**Task instructions:** Write the data out again exactly, with no pictures.

Collected data:
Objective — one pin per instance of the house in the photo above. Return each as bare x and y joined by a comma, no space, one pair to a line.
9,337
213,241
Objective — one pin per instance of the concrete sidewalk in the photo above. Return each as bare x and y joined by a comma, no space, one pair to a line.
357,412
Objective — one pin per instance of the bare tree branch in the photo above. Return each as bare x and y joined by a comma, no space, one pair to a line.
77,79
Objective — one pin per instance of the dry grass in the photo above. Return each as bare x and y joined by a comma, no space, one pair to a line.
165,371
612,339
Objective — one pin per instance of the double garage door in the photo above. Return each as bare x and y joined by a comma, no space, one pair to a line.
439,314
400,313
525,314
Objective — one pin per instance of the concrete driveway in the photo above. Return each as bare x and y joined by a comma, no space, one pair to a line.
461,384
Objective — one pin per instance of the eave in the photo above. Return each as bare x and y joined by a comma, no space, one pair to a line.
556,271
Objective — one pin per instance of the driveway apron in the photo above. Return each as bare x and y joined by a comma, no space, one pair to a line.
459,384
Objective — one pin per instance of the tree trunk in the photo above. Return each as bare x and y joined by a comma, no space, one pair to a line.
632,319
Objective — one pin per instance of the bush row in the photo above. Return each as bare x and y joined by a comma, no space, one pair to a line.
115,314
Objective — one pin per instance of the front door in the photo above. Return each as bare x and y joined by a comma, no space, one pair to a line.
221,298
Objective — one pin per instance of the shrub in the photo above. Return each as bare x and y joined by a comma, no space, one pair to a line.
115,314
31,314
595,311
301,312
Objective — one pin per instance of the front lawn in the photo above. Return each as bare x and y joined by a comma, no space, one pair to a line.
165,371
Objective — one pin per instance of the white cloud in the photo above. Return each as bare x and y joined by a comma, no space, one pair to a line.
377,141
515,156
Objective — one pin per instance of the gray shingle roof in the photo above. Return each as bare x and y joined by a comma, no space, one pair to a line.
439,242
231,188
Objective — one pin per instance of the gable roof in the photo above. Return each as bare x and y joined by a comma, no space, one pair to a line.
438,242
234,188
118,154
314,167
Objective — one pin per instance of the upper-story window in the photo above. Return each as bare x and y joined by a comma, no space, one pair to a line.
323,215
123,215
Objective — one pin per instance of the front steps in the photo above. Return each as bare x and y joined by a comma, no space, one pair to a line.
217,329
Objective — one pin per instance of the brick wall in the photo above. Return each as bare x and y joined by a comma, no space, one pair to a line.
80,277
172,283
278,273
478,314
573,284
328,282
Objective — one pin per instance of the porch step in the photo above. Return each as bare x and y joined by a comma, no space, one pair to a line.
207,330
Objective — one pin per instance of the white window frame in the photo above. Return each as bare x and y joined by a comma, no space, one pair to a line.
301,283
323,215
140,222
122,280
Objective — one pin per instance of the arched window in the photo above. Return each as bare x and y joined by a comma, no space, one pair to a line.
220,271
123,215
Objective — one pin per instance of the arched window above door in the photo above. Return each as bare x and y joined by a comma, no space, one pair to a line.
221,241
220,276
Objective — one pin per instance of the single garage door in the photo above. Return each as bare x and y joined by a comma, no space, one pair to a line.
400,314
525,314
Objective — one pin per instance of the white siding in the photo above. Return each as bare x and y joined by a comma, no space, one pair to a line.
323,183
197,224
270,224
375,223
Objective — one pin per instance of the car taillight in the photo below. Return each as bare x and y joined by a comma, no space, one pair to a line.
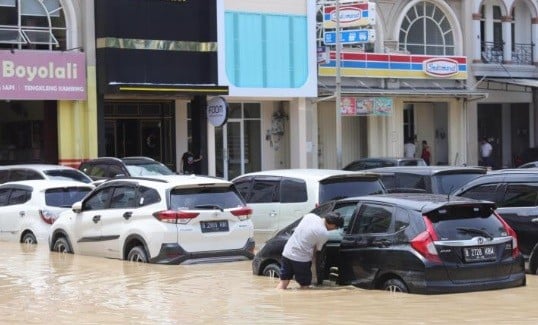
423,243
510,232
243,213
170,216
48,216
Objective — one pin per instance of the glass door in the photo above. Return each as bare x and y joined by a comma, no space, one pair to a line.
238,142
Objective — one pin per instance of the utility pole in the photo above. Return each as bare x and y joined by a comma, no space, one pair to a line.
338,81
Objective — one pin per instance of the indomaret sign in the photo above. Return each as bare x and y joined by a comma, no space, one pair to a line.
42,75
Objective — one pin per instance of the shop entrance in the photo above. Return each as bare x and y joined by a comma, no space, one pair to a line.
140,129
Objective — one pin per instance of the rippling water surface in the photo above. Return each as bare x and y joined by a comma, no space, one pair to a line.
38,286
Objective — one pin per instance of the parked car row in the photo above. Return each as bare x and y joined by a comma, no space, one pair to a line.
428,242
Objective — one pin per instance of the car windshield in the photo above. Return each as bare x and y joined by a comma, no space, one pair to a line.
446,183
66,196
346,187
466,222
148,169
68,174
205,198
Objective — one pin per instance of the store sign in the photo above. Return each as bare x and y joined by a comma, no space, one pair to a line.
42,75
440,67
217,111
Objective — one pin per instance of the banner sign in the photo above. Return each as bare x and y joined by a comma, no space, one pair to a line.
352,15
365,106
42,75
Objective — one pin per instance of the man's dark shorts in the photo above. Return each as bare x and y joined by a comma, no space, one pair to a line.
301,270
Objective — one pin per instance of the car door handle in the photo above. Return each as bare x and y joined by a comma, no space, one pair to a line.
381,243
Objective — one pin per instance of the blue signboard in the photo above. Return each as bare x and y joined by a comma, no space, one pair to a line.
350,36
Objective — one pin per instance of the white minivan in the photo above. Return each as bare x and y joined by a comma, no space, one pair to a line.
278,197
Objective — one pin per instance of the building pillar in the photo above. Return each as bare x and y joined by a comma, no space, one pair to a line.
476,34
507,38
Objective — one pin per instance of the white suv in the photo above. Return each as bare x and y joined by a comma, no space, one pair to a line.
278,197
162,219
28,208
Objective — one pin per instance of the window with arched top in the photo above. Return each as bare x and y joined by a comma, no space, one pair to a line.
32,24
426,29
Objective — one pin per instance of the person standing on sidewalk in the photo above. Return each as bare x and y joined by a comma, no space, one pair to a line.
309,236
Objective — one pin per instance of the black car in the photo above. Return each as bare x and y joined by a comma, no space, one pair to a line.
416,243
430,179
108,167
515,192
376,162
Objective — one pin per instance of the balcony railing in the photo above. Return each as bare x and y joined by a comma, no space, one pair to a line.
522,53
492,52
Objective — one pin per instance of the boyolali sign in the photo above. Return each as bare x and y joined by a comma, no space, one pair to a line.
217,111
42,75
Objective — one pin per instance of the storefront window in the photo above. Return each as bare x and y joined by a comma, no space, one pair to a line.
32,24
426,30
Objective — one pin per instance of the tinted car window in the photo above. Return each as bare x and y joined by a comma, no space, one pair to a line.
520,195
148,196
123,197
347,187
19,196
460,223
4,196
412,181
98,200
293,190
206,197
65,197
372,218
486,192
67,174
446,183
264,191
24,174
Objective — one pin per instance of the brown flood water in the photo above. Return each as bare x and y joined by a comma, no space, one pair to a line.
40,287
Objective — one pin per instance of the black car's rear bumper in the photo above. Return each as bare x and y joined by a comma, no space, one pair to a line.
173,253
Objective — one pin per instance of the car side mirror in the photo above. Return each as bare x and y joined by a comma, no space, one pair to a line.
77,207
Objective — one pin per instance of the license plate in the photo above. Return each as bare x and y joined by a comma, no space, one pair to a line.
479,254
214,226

**Task solution:**
Objective — one pin per instance of the house in the photo above. Return each as bare x and y joined by a comma, no space, one pair to a line.
9,337
213,241
Objective — one pin per instance of the concrete sidewalk in the photo above. Return each as bare x and y joined by a comma, no space, one pair to a line.
357,412
Objective — one pin per instance of the bare tree branch in the photo above. Return each as bare x and y joined by a comma, no space, one pair to a line.
77,79
Objective — one pin per instance of the dry grass in the photo above. Return each as bare x and y joined by a comma, no space, one pair to a line.
165,371
612,339
Objective — one pin per instance of the double garage door in the photo above. Return each as bare x and y joined by a comma, no space, one pair to a line.
439,314
400,313
525,314
Objective — one pin per instance of the concrete driveway in the photo above. Return each as bare x and y joined by a comma, no space, one pair to a line.
461,384
Objective — one pin per instance of the eave in the photo above. Return each as bare x and y joined by a comma, no space, one pair to a line.
556,271
Objective — one pin per instance of the driveway apron in the photo above. Return each as bare x and y joined by a comma, no space, one pair to a line.
459,384
Objective — one pin per instance of the tree trunk in the photo above. Return each as bare x and y joined by a comma, no space, one pair to a line.
632,319
Objective — one pin per instance of the bush row in the photo above. Return each as bare x and y joined by a comma, no space, one pair to a line.
115,314
Objective — one pin per instance of the front door in the photo above. Return each as bare x and y joined by a comma, no space, one pair to a line.
221,298
Objective — one pin per instance of the shrub in the photo above. Return each as bare x and y joined by a comma, no space, one pair to a line.
115,314
31,314
595,311
301,312
Objective — one pin per instance of the front lawn in the photo above. Return each as bare x and y joined by a comma, no space, one pair to a line.
165,371
Objective — one pin per instance of the white cloud in the photo above. Return each as bare x and y joined by a comma, no space, one pair to a line.
377,141
515,156
Objective — one pin per instance of the gray shingle roof in the photo above. Return each as bare x and y joined by a comma, no space, one pair to a line.
439,242
231,188
Objective — one pin per instance of the gable roof in the photo above. Return each as bare x and y joined by a comma, no space, one pair to a line.
438,242
234,188
118,154
314,167
Objective — one pin per instance of the upper-story window in the photo above. Return each as bare x and y joined by a comma, no space, one pair to a line.
323,215
123,215
Objective — one pin per instance of the front steps in the photo above. Return each as bare x and y joined by a comma, no space, one pair to a line.
217,329
Objective — one pin per instance of the brick wall in the photo above. Return each as bare x and y joined by a comma, no space, one pair to a line.
80,277
172,283
278,273
478,314
573,284
328,282
Objective — one pin per instance of the porch step in the photo above. Return each as bare x and y joined by a comma, no space, one pair to a line.
207,330
Objective — one pin per instance of the white window frame in the photo above. Return each as bare x and y joined by a comma, no space, one pair to a line.
301,283
323,215
140,222
122,280
Objective — one pin per instance of the arched window in the photo above. Return each as bare x and y joined by a comma, no space, one pair to a line.
220,271
123,215
Objective — one pin per instance of the arched window above door in the photo above. Return each as bare x and y joined by a comma, no space, one pair to a line.
221,241
220,276
Objective — one pin per instance of the single garage door in the photo above. Return each as bare x and y joined by a comma, no space, one pair to a line.
400,314
525,314
Objective — one pin per instance of the white siding in the photo above. Return each as bare x and y joined by a comma, no space, one pair to a line.
323,183
197,224
270,224
375,223
Objective — one pin per instance of the car taillight in the photo below. Return each as bare x and y joined by a comma, no space, one pair to a line.
423,243
510,232
243,213
170,216
48,216
Objective — one pin per instance of the glass door in the photo above. Return each as bare x and y joined by a comma, no space, one pair to a line.
238,142
Objective — one pin per instance of the utility pole in the photo above. Return each as bare x and y joined by a comma, no space, one pair to a line.
338,81
Objective — one pin per instance of the indomaret sign in the photo above. Return each as bare x and y joined by a comma, no space, one pair to a line.
42,75
Objective — one pin per instance of the shop entrance in the photo above. Return each as bare x and y joined by a comma, no space, one pair to a line.
140,129
Objective — one pin per instance of the rippling water surface in the photo above. Return each as bare x and y joined by a comma, no space, one pair to a line.
38,286
Objective — one pin per instance of the parked car row in the photo above. Return each as bare x and y joined by a comma, no space, one pair to a line.
428,242
Objective — one pin per instance of the car windshield in the photo above. Return each as bare x and y joined by a comma, no space, one pair to a line.
446,183
66,196
346,187
466,222
148,169
68,174
205,198
Objective — one pin per instance of the store sign in the photo above. Return each as bare x and y joined by a comma, no space, one pair to a line.
42,75
440,67
217,111
Objective — one pin per instance of the banner sign in the photo above. Return each as bare x and y joined by a comma, no space, one pair to a line.
352,15
365,106
42,75
Objective — one pin per instance of the man's dark shorts in the photo above. Return each as bare x and y joined by a comma, no space, one pair to a line.
301,270
Objective — one pin per instance of the car door handle in the photo above. Return each as bare x and y joined by a comma, no space, one pair to a line.
381,243
Objective — one pin per instance of the blue signboard in the photo above. Return each as bare x and y joined by a comma, no space, one pair to a line.
350,36
Objective — one pin per instance of the white minivan in the photo above. Return each as bare x and y joined by a comma, no space, one pair to a line.
278,197
Objective — one pin per instance of the building pillar in the photo above. Return each as bare x and y joined by a comma, no space, one pair to a line.
476,34
507,38
Objective — one pin per instance of the white suv in the photo above. Return each as bare x and y joined by a comma, no space, one pair to a line.
278,197
162,219
28,208
Objective — one pin per instance of the window with arched top in the photo above. Return each as bare x and y joined by a comma, no space, one pair to a line.
32,24
426,29
Objective — one pin per instance of the person standing on sidewalk in the photo above. Return each as bare x and y joined by a comma, no space, one pair to a line.
309,236
Objective — one pin per instance of the black car in the photo above. Return each as bare x and y joined by a comma, no space, one pair to a line.
416,243
430,179
108,167
515,192
376,162
Objective — one pin per instance of the balcony railing in the photo above. Return each as bare x and y joined by a comma, no space, one pair to a line.
522,53
492,52
Objective — one pin per instance of the boyolali sign in the photo above. Return each as bare x and y joined by a comma, no space, one pair to a line.
217,111
42,75
Objective — one pin per instance of the storefront window in the photo above. Return each as bare x and y joined by a comma, no space, one pair to a line.
32,24
426,30
Objective — one pin per instance of the tinted car window in the photo above. Return each as bare x and y joined by a comma, no space, one pair to a line.
520,195
148,196
123,197
347,187
19,196
460,223
4,196
412,181
98,200
293,190
206,197
65,197
372,218
486,192
67,174
446,183
264,191
24,174
Objective — one pin per instance of the brown flood water in the photo above. Return each as bare x and y joined by a comma, no space, one pair to a line.
40,287
Objective — one pin per instance of the black car's rear bumper in the photo above. Return each as bare x and y joined by a comma, no space, one pair to a line.
173,253
Objective — one pin per instance of the car side mirror in the photo above. Return each as bare x and y joined by a comma, no space, one pair to a line.
77,207
Objective — one pin per instance of the license plate in the photo above. Return each as bare x and y joined by a comma, no space, one pair to a line.
479,254
214,226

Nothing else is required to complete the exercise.